Excerpted data START
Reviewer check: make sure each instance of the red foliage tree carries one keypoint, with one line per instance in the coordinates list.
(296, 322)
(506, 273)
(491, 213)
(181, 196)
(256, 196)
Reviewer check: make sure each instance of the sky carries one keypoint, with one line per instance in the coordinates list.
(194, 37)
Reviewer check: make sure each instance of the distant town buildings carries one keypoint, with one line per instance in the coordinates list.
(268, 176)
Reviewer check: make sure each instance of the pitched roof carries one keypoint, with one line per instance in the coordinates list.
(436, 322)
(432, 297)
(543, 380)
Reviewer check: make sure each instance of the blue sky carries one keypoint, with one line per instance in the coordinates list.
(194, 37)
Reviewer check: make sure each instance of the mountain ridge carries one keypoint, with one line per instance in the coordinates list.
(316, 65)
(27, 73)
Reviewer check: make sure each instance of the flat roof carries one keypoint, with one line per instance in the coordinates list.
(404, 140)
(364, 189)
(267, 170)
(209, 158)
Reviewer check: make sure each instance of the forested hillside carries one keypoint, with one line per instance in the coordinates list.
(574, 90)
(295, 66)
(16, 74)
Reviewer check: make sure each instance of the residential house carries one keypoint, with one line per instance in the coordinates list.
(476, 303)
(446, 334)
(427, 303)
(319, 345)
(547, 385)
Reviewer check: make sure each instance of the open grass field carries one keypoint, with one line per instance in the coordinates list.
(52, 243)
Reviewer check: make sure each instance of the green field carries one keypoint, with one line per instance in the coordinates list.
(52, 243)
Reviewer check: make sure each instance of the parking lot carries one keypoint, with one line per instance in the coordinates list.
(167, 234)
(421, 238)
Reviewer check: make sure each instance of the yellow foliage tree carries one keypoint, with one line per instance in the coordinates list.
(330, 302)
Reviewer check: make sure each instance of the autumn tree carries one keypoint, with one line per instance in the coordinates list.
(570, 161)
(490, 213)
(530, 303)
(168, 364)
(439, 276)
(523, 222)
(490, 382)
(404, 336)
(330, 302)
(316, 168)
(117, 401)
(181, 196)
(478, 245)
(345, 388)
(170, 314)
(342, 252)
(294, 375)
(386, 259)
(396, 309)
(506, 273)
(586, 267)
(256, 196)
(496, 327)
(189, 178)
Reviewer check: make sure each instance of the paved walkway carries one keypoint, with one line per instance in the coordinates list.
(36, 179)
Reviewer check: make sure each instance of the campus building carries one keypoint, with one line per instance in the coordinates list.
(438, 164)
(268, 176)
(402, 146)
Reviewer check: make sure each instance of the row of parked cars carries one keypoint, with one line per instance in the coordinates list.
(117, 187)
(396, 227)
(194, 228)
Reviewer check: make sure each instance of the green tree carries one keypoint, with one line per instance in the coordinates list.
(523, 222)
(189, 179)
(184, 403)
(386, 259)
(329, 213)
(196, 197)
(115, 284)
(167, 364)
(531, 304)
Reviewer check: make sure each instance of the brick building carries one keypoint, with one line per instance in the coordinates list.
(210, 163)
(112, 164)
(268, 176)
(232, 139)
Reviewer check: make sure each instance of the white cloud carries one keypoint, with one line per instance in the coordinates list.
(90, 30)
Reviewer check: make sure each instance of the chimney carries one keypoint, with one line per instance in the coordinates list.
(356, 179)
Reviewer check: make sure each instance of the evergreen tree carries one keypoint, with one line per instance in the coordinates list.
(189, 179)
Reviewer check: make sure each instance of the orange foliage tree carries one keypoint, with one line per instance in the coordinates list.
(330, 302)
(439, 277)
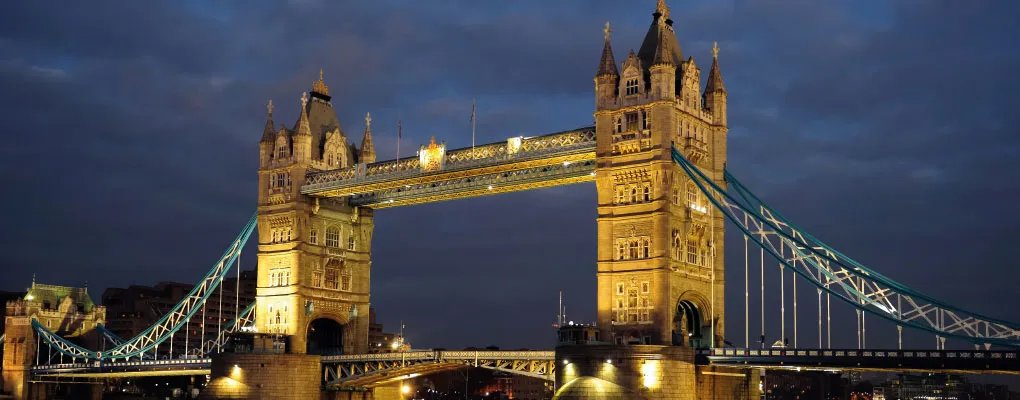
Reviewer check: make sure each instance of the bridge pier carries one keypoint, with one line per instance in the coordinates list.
(646, 371)
(264, 376)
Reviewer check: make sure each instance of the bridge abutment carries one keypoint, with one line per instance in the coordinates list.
(255, 376)
(646, 371)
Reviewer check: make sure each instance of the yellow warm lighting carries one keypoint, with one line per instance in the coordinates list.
(650, 373)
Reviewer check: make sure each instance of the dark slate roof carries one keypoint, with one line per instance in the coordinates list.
(659, 33)
(715, 78)
(55, 294)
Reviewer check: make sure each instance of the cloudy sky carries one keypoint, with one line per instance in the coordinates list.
(887, 129)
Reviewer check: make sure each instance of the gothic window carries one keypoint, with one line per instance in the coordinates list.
(631, 121)
(333, 279)
(631, 86)
(332, 237)
(345, 281)
(677, 246)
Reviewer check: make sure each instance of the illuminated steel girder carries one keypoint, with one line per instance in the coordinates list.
(436, 175)
(366, 370)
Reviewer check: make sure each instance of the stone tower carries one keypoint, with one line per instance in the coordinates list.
(313, 254)
(660, 241)
(66, 311)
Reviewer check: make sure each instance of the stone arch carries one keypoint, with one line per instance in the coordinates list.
(324, 335)
(692, 321)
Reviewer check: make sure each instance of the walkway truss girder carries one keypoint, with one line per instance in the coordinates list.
(367, 370)
(832, 272)
(517, 164)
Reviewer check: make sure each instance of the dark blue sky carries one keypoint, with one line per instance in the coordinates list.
(887, 129)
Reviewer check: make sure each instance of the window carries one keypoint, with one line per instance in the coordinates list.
(345, 281)
(332, 279)
(631, 121)
(332, 237)
(631, 86)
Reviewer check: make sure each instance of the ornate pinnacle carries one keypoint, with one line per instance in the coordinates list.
(319, 86)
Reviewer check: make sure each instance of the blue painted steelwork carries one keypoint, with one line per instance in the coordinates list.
(838, 276)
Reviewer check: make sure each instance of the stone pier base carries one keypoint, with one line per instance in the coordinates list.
(284, 377)
(644, 371)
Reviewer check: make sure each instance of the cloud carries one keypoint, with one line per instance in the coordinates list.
(131, 141)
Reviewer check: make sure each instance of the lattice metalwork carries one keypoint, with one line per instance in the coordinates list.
(245, 319)
(169, 323)
(842, 277)
(473, 185)
(385, 175)
(373, 369)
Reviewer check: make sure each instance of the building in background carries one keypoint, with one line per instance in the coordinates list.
(384, 342)
(131, 310)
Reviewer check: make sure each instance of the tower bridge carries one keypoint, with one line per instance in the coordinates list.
(658, 156)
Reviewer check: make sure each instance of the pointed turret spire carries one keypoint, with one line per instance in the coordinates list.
(367, 154)
(607, 66)
(663, 55)
(303, 129)
(714, 76)
(268, 133)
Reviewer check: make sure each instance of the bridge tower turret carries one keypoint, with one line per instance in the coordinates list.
(313, 257)
(660, 258)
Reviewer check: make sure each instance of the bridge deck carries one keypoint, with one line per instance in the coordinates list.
(436, 175)
(1005, 362)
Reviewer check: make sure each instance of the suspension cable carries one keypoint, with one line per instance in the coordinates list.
(747, 311)
(782, 298)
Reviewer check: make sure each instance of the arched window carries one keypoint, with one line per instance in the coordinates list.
(332, 237)
(345, 280)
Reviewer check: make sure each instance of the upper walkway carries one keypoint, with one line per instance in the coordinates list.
(436, 175)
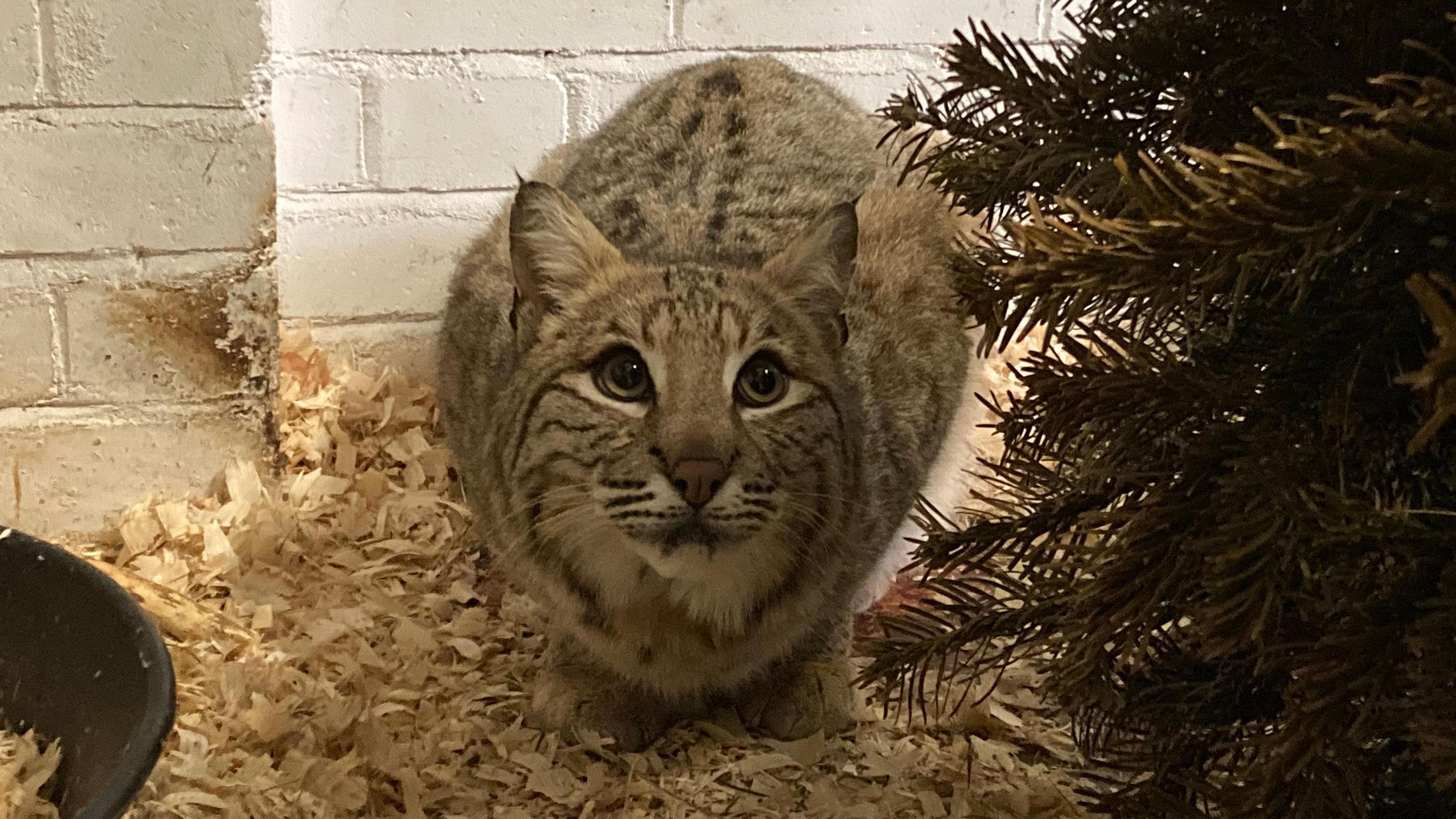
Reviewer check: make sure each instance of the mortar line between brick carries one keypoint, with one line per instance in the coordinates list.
(311, 195)
(60, 343)
(367, 320)
(372, 132)
(57, 105)
(114, 253)
(567, 55)
(49, 82)
(114, 413)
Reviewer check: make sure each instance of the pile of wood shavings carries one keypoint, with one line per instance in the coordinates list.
(341, 651)
(27, 766)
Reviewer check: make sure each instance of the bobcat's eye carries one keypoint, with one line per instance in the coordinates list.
(622, 375)
(761, 382)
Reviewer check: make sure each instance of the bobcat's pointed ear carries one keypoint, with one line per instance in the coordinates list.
(817, 266)
(554, 247)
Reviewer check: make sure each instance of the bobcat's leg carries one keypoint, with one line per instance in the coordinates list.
(573, 693)
(803, 696)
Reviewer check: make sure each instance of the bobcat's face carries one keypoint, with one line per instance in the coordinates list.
(688, 410)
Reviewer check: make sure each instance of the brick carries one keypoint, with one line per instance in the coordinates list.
(18, 52)
(1059, 21)
(446, 133)
(156, 52)
(449, 25)
(191, 267)
(60, 271)
(386, 259)
(27, 373)
(849, 22)
(76, 470)
(154, 342)
(407, 347)
(190, 180)
(318, 132)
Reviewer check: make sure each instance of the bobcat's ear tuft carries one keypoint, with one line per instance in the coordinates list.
(554, 247)
(814, 270)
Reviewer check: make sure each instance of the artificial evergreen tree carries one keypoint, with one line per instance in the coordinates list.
(1225, 519)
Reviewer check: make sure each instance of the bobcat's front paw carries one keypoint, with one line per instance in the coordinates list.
(564, 703)
(816, 698)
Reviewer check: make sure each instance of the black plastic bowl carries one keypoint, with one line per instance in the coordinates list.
(81, 662)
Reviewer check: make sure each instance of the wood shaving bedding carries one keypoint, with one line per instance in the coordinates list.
(343, 649)
(27, 767)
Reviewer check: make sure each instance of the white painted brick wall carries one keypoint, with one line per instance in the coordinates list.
(401, 123)
(135, 167)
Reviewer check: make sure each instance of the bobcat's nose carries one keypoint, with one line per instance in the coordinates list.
(698, 479)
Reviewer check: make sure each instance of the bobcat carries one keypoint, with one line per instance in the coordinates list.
(693, 380)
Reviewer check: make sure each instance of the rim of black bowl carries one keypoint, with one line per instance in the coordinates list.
(156, 725)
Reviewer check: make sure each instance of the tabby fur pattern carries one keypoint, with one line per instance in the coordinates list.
(691, 546)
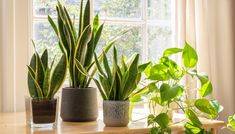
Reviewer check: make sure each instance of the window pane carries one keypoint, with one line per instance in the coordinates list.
(48, 7)
(44, 37)
(160, 38)
(127, 45)
(118, 8)
(159, 9)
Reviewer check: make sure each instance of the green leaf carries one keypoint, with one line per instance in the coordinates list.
(86, 15)
(155, 130)
(40, 71)
(193, 118)
(80, 19)
(162, 120)
(84, 72)
(150, 118)
(192, 128)
(189, 56)
(136, 98)
(203, 77)
(82, 44)
(106, 67)
(175, 71)
(205, 106)
(171, 51)
(159, 72)
(167, 93)
(31, 70)
(53, 24)
(131, 84)
(98, 66)
(58, 76)
(215, 104)
(34, 85)
(206, 89)
(142, 67)
(231, 123)
(46, 83)
(96, 22)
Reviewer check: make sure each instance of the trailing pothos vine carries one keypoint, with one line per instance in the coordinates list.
(166, 88)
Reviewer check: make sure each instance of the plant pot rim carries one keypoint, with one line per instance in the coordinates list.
(41, 98)
(113, 101)
(71, 88)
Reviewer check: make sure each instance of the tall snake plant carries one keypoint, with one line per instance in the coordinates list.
(120, 82)
(81, 44)
(44, 80)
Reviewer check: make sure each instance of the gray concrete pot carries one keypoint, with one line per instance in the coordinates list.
(116, 113)
(79, 104)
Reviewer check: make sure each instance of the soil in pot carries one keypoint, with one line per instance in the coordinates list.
(116, 113)
(79, 104)
(44, 111)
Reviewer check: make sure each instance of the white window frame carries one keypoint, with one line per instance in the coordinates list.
(16, 33)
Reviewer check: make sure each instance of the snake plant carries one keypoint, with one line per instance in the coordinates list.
(79, 44)
(44, 80)
(119, 82)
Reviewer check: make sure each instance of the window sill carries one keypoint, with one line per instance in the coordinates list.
(14, 123)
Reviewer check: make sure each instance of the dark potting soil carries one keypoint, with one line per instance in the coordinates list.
(44, 111)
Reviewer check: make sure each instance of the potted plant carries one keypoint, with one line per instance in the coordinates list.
(117, 86)
(168, 89)
(79, 101)
(44, 81)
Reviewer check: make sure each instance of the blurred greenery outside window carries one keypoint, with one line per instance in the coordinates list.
(150, 22)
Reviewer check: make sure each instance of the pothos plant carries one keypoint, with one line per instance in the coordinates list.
(166, 88)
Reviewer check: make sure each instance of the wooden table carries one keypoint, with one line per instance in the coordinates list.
(14, 123)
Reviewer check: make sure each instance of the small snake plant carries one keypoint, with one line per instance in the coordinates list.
(44, 80)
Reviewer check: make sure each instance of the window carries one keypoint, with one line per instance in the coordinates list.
(150, 22)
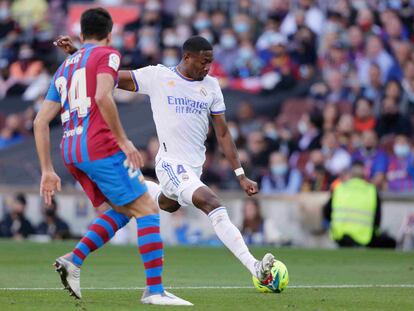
Excerpted data END
### Your instructions
Every line from the one bearing "Reviewer check: make sure each instance of the wooden" through the end of the data above must be output exactly, and no picture may appear.

### Written answer
Reviewer check: make sure each instance of the wooden table carries one keypoint, with one line per instance in the coordinates list.
(14, 123)
Reviewer check: make sure each instance of the small snake plant carries one keypoint, with one line per instance in the coordinates list.
(44, 80)
Reviewer check: make sure each instance of the window carries one keypoint, with one line per instance in the coordinates list.
(150, 22)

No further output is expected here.